WHAT YOU ARE ASKED TO DO — Write out all of the following records line for line, with no changes.

%%

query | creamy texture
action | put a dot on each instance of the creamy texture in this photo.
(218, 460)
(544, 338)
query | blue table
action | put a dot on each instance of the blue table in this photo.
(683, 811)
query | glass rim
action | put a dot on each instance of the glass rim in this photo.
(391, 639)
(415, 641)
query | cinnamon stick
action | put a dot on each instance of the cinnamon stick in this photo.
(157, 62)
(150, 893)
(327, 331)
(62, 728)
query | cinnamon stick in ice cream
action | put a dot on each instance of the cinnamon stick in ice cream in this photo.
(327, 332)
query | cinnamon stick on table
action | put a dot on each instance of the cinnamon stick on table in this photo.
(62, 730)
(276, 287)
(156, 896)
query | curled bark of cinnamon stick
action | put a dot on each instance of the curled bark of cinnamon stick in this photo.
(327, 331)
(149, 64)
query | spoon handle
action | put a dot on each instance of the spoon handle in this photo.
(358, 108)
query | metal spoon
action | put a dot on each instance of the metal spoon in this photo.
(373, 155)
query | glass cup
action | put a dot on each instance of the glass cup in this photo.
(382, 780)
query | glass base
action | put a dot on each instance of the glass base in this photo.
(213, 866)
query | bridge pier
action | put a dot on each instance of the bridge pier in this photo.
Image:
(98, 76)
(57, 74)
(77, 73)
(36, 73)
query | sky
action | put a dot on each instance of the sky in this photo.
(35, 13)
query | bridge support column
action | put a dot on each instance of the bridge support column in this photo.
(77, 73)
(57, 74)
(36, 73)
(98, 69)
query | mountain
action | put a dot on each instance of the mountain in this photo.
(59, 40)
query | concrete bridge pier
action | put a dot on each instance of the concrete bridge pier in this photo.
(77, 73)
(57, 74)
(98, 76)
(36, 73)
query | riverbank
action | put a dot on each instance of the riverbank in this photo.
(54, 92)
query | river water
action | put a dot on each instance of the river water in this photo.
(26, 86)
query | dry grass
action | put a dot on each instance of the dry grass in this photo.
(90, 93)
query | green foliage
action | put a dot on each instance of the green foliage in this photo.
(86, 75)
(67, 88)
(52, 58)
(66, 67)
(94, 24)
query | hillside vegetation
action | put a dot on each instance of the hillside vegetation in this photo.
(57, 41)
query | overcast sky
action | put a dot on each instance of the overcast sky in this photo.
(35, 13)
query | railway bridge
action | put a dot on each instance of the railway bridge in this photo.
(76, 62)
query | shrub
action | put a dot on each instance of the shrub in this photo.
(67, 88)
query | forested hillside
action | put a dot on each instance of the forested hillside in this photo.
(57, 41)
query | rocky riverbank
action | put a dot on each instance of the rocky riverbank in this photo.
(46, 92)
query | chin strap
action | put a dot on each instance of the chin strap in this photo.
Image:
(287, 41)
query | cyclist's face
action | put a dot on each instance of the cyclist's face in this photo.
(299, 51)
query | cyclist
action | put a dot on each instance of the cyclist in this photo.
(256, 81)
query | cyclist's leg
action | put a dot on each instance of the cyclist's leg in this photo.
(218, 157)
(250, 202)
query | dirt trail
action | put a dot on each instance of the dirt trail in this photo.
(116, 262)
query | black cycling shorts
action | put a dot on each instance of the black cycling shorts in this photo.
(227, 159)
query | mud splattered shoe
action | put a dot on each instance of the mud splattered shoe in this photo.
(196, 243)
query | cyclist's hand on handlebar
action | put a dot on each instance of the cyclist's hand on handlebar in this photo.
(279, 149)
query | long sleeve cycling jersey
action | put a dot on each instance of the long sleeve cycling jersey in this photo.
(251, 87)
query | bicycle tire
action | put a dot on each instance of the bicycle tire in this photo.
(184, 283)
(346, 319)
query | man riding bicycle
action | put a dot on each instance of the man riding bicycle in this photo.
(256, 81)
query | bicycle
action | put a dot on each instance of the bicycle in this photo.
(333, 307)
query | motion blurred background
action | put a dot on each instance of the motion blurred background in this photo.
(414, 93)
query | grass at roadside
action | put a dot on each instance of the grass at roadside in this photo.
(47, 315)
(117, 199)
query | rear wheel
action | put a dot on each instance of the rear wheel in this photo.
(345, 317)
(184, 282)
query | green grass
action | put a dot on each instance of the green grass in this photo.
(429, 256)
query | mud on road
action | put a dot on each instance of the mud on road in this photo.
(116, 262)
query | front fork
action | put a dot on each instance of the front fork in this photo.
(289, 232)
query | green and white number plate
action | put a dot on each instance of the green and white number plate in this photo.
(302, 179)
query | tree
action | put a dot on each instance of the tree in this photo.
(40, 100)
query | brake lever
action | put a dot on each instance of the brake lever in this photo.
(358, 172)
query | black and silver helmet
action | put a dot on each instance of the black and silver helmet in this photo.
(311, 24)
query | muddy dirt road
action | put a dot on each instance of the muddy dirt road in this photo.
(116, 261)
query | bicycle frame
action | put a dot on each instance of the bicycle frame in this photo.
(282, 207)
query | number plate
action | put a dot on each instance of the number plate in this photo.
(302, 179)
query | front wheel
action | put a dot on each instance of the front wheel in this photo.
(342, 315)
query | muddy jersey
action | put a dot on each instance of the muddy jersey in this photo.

%%

WORKED ANSWER —
query | creamy texture
action | put a dot on each instance of the creamy texture in this photo.
(218, 460)
(544, 338)
query | blue table
action | put a dot on each instance of the blue table in this photo.
(683, 811)
query | glass rim
action | put a dot on each instance of the glass rim in this photo.
(391, 639)
(415, 641)
query | cinnamon stick
action | put a dot on each instance of the cinnamon stick in this photo.
(157, 62)
(150, 893)
(327, 331)
(62, 728)
query | cinnamon stick in ice cream
action | put a dot on each instance of the cinnamon stick in ice cream in this photo.
(327, 332)
query | cinnamon stick on table
action | put a dot on each instance of the cinnamon stick on table in this photo.
(62, 730)
(276, 287)
(156, 896)
query | curled bark of cinnamon stick
action | put a dot on each instance of the curled bark of cinnamon stick in this photo.
(327, 331)
(149, 64)
query | spoon handle
action | put a dot on each instance of the spoon handle in this photo.
(358, 108)
query | metal spoon
action | put a dot on each instance of the metal spoon in this photo.
(373, 155)
query | glass cup
action | put a dot on each instance of the glass cup in this photo.
(382, 780)
query | glass base
action | put a dot on each instance of the glass base in this photo.
(213, 866)
query | bridge pier
action | put a dot on each instance of the bridge pier in this photo.
Image:
(98, 76)
(57, 74)
(77, 73)
(36, 73)
query | sky
action | put a dot on each instance of the sky in this photo.
(35, 13)
query | bridge support column
action | put a dot on each instance of the bridge support column in this photo.
(77, 73)
(57, 74)
(36, 73)
(98, 69)
query | mountain
action | put a dot on each instance of the mountain in this photo.
(59, 40)
query | concrete bridge pier
action | put a dot on each instance of the concrete bridge pier in this photo.
(77, 73)
(57, 74)
(98, 76)
(36, 73)
query | riverbank
action | put a dot on each instance of the riverbank in this photo.
(54, 92)
query | river water
action | put a dot on each instance of the river water in this photo.
(26, 86)
query | dry grass
action | put a dot on each instance of the dry grass in this photo.
(90, 93)
query | green foliage
action | put a dot on each instance of the green foliage in this photo.
(86, 75)
(67, 88)
(52, 58)
(66, 67)
(94, 24)
query | hillside vegetation
action | put a dot on each instance of the hillside vegetation in this photo.
(57, 41)
query | overcast sky
action | put a dot on each instance of the overcast sky in this photo.
(35, 13)
query | railway bridge
action | put a dot on each instance of the railway bridge in this photo.
(76, 62)
query | shrub
action | put a dot on each instance of the shrub in this photo.
(67, 88)
query | forested hillside
action | put a dot on each instance of the forested hillside in this photo.
(57, 41)
query | rocky riverbank
action | put a dot on each instance of the rocky riverbank in this photo.
(46, 92)
query | chin strap
action | put a dot on each instance of the chin strap in this photo.
Image:
(287, 41)
query | cyclist's face
action | put a dot on each instance of the cyclist's face in this photo.
(299, 51)
query | cyclist
action | put a dot on each instance of the cyclist in this photo.
(256, 81)
query | cyclist's leg
action | put a dot on each instance of the cyclist's leg in this photo.
(218, 157)
(250, 202)
query | dirt trail
action | put a dot on each instance of the dirt trail in this photo.
(116, 262)
query | black cycling shorts
action | put a dot on each instance of the black cycling shorts in this photo.
(227, 159)
query | mud splattered shoe
action | put a dot on each instance of the mud splattered shoe in this photo.
(196, 243)
query | cyclist's hand on handlebar
action | put a dot on each instance of the cyclist's hand on handlebar in this photo.
(279, 149)
query | long sleeve cycling jersey
action | put a dot on each instance of the long sleeve cycling jersey in this photo.
(251, 87)
query | bicycle tire
action | put a dot on each instance of the bicycle tire in this photo.
(184, 283)
(346, 319)
query | man riding bicycle
action | put a dot on each instance of the man riding bicycle in this photo.
(256, 81)
query | bicycle
action | put a dot on each instance of the bicycle in this photo.
(333, 307)
query | motion blurred background
action | put a dot on each instance of the motion blurred background in this photo.
(414, 93)
query | grass at roadside
action | put a dot on each instance of the grass at roadside in this photo.
(47, 315)
(117, 199)
query | rear wheel
action | put a dot on each instance of the rear wheel in this photo.
(345, 317)
(184, 282)
query | green grass
action | put a dot on each instance of the green grass in this photo.
(429, 256)
query | mud on road
action | put a dot on each instance of the mud on road in this photo.
(116, 262)
query | front fork
action | put a dot on each instance of the front fork in this photo.
(289, 232)
query | green and white number plate
action | put a dot on each instance of the green and white number plate in this photo.
(302, 179)
query | tree
action | put a dot on each instance of the tree in this photo.
(40, 100)
query | brake lever
action | put a dot on each instance of the brake lever in this photo.
(358, 172)
query | black and silver helmet
action | put a dot on each instance of the black and silver helmet in this photo.
(311, 24)
query | muddy dirt road
action | put a dot on each instance of the muddy dirt road in this photo.
(116, 261)
query | bicycle frame
action | put a dot on each instance of the bicycle frame in this photo.
(282, 207)
query | number plate
action | put a dot on each instance of the number plate in this photo.
(302, 179)
query | front wheel
action | put a dot on each instance of the front wheel in this photo.
(342, 315)
query | muddy jersey
action | put a dot on each instance of the muddy jersey in this photo.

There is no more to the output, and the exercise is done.